(EXERCISE SET):
a. Do the following statements agree with the enforcement steps text? For each, answer yes or no and quote the deciding words of the text. (i) Investigators employed by the Division of Investigation are peace officers who carry a weapon and a badge. (ii) The Board usually refers its least serious investigations to the Division of Investigation. (iii) For Marriage and Family Therapist licensees and registrants, the information goes to an independent licensed Marriage and Family Therapist who reviews it and prepares a report for the Board.
b. In one to three sentences, please explain from the enforcement steps text when an investigation is typically referred to a subject matter expert and what that expert does in Marriage and Family Therapist cases.
c. Carry on the enforcement steps text from its final sentence, beginning right after "the BBS staff may decide to close the investigation without any action being taken."

(DOCUMENT EXTRACT):

Once they have completed their investigation, the Enforcement Analyst can take any of the following steps:
Refer the Case Directly to the California Attorney General’s Office
Although this action will be discussed later, if the information received by the Board warrants, the case will be sent directly to the California Attorney General’s Office for the filing of a Petition for Interim Suspension Order or a Motion Pursuant to Penal Code Section 23.3
Refer the Case to a Subject Matter Expert
Sometimes the information obtained during the investigation will be sent to a subject matter expert. With respect to Marriage and Family Therapist licensees and registrants, the information will be sent to an independent licensed Marriage and Family Therapist who will review the information and prepare a report for the Board. This typically takes place when a licensee’s quality of care and treatment regarding a client/patient is called into question.
During the investigation phase, the licensee may be contacted by an Enforcement Analyst. The Enforcement Analyst, usually in a letter, will request that the licensee prepare a written summary of care and treatment for a specific client/patient. Alternatively, the licensee could be asked to respond to a series of questions.4
Refer to Division of Investigation
The Division of Investigation (DOI) is the investigative arm of many of the agencies within of the Department of Consumer Affairs, including the Board of Behavioral Sciences. Investigators employed by DOI are peace officers who carry both a weapon and badge. Typically, the Board will refer the most egregious investigations to DOI. Often times, once the investigation has been referred to DOI, the assigned investigator will request to meet with the licensee and conduct an interview.
At any point during the investigation, the BBS staff may decide to close the investigation without any action being taken.

(GIVEN ENTRIES):
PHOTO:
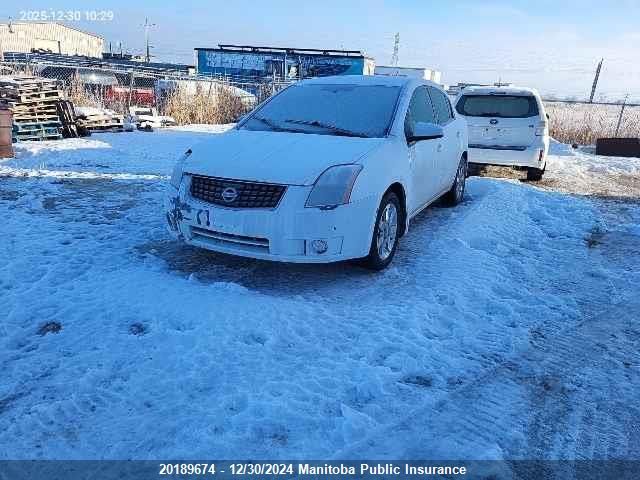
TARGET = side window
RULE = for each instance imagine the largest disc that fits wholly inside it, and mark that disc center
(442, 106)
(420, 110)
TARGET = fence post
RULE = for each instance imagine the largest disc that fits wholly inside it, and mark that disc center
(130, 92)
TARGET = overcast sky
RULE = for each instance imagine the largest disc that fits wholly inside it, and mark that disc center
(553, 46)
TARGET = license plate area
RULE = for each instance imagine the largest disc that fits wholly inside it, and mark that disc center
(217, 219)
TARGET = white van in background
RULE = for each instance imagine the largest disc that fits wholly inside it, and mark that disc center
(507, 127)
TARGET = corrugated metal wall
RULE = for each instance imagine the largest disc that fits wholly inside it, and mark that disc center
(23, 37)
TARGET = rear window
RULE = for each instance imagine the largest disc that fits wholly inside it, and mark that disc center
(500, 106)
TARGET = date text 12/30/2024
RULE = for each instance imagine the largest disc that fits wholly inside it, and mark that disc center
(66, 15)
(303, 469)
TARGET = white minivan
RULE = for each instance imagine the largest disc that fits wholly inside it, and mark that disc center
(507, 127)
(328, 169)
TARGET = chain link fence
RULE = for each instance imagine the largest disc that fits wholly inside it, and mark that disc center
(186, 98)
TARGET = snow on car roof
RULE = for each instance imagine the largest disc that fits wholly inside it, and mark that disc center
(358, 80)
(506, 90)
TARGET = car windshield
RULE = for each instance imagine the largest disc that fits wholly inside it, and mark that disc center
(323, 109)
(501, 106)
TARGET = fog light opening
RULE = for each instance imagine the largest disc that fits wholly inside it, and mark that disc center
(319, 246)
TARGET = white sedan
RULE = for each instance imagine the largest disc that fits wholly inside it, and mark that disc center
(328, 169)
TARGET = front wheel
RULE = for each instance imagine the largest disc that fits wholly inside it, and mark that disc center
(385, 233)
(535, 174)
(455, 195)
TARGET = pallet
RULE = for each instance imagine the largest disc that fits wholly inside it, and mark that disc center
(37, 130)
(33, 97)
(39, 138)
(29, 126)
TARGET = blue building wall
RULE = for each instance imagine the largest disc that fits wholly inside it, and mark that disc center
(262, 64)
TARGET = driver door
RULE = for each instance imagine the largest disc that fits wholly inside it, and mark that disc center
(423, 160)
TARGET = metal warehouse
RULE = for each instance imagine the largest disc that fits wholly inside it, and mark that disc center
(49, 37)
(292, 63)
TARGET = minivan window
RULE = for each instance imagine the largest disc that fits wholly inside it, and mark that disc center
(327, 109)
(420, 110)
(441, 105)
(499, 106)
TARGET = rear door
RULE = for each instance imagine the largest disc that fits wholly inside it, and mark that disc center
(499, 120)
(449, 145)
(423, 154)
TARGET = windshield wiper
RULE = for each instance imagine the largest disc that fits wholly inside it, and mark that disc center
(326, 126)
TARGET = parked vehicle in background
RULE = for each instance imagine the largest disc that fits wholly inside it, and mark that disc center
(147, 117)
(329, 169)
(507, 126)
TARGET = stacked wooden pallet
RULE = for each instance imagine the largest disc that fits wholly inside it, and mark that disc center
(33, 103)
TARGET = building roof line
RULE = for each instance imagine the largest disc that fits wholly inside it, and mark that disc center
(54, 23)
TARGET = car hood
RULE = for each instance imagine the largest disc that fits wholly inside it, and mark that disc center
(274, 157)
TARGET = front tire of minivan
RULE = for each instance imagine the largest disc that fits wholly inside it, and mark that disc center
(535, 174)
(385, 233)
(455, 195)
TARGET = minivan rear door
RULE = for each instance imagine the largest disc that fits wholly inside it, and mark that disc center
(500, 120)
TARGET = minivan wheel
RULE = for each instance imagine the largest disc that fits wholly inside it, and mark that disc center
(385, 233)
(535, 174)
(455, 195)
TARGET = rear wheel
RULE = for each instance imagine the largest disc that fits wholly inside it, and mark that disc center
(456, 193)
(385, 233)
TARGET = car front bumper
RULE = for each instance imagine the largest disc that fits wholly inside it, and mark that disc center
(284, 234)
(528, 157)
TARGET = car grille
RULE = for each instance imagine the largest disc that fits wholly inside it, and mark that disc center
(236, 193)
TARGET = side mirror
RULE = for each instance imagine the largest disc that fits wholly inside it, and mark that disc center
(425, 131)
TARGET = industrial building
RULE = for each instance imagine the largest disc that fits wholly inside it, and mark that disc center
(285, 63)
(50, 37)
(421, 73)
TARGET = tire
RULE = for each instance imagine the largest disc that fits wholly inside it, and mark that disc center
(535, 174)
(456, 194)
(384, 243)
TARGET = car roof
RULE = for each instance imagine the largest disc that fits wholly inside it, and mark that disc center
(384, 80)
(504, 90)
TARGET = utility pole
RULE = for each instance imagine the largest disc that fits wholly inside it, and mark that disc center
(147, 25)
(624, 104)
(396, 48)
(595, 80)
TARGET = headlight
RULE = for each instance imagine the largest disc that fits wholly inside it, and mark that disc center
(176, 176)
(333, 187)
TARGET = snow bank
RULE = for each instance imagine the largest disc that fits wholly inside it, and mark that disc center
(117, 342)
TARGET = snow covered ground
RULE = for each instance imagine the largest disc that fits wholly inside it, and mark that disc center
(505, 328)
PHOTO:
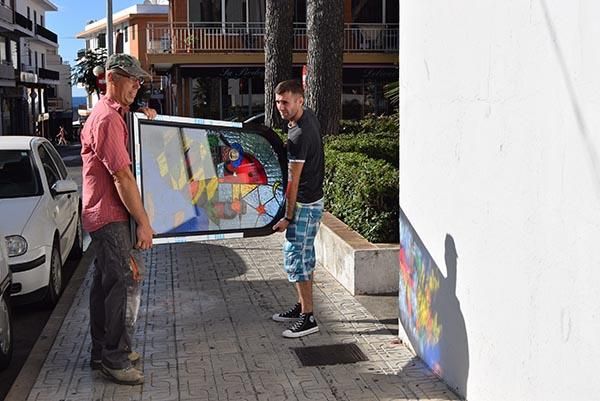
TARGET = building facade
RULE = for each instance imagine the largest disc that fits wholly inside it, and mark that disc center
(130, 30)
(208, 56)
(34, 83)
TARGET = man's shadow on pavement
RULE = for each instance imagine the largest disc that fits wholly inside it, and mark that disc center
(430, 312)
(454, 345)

---

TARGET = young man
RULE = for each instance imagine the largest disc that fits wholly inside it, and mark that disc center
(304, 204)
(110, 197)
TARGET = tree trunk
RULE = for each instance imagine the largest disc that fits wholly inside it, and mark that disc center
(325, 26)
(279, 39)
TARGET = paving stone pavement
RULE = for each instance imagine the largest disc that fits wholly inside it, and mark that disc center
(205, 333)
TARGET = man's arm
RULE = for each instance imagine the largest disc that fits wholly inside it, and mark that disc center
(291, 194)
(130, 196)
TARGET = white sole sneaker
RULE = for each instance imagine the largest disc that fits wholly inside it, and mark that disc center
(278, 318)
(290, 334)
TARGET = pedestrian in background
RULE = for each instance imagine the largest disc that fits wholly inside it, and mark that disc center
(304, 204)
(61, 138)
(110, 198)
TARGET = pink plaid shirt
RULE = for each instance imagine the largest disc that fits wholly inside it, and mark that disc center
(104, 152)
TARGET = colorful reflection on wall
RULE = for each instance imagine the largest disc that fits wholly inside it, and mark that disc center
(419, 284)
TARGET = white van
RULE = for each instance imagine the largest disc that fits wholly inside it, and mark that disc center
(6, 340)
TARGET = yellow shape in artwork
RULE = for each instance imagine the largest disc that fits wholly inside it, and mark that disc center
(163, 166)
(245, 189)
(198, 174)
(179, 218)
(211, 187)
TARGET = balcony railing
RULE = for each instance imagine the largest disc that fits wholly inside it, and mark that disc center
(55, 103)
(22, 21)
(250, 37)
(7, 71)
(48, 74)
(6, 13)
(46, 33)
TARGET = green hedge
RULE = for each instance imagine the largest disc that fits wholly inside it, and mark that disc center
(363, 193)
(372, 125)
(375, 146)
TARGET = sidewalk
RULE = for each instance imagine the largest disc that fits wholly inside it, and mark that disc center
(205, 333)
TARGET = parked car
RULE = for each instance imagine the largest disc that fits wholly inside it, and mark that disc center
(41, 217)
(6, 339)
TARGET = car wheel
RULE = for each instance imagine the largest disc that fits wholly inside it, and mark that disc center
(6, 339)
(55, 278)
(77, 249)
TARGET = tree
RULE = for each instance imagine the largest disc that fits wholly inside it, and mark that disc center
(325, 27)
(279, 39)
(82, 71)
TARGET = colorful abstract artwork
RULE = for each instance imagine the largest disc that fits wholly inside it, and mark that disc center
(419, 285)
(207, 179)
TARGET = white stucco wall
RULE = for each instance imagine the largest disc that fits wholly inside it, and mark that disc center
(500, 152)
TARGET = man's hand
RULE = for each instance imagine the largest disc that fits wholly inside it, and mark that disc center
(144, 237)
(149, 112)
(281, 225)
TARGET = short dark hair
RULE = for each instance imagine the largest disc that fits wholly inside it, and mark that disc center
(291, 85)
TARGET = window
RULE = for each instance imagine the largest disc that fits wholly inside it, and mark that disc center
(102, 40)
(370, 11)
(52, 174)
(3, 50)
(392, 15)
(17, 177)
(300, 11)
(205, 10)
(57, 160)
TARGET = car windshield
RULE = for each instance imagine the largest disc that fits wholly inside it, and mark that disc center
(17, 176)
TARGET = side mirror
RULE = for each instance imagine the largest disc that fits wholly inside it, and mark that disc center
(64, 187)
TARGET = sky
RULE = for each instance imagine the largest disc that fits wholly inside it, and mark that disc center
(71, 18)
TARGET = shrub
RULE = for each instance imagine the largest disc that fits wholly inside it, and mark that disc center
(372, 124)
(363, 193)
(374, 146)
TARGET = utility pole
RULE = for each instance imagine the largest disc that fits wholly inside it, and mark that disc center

(RESPONSES TO THE TASKS):
a.
(i) Yes: "Investigators employed by DOI are peace officers who carry both a weapon and badge."
(ii) No: "Typically, the Board will refer the most egregious investigations to DOI."
(iii) Yes: "the information will be sent to an independent licensed Marriage and Family Therapist who will review the information and prepare a report for the Board."

b. A referral to a subject matter expert typically takes place when a licensee's quality of care and treatment regarding a client/patient is called into question. For Marriage and Family Therapist licensees and registrants, an independent licensed Marriage and Family Therapist reviews the information and prepares a report for the Board.

c.
Being Contacted By the Board
One area of the investigation process that therapists and CAMFT members have some control over is when they are contacted by the Board for more information. As identified above, the Enforcement Analyst may send a letter to the licensee requesting either a summary of the care and treatment of a specific client/patient or the letter may ask for a response to a series of questions.
As with all inquiries from the Board, a call to a CAMFT attorney will likely yield advice to hire an attorney or contact your malpractice insurance provider to see if they will provide you with one. While this is advice that should be followed, a licensee should also be aware of the following when preparing a response, with his or her attorney, to the Board regarding care and treatment of a specific client/patient:
First, get together your records regarding the client/patient. Make a copy, set aside the originals, and only work with the copy in preparing your response. Do not alter the originals.
Second, be aware of the following definitions and any response should take these into account:
- The standard of care or standard of practice for general practitioners is defined as that level of skill, knowledge, and care in diagnosis and treatment ordinarily possessed and exercised by other reasonably careful and prudent therapists in the same or similar circumstances at the time in question;
- Specialists are held to the standard of skill, knowledge, and care ordinarily possessed and exercised by other reasonably careful and prudent specialists in the same or similar circumstances at the time in question;
- Negligence is the failure to use that level of skill, knowledge, and care in diagnosis and treatment that other reasonably careful therapists would use in the same or similar circumstances; and,
- Incompetence is generally defined as an absence of qualification, ability, or fitness to perform a prescribed duty or function.
Third, in formulating a response to the Board’s inquiry, prepare a summary of your care and treatment describing the treatment history, what you treated the client/patient for, and how. When you refer to specific documentation in the records or chart, identify those pages.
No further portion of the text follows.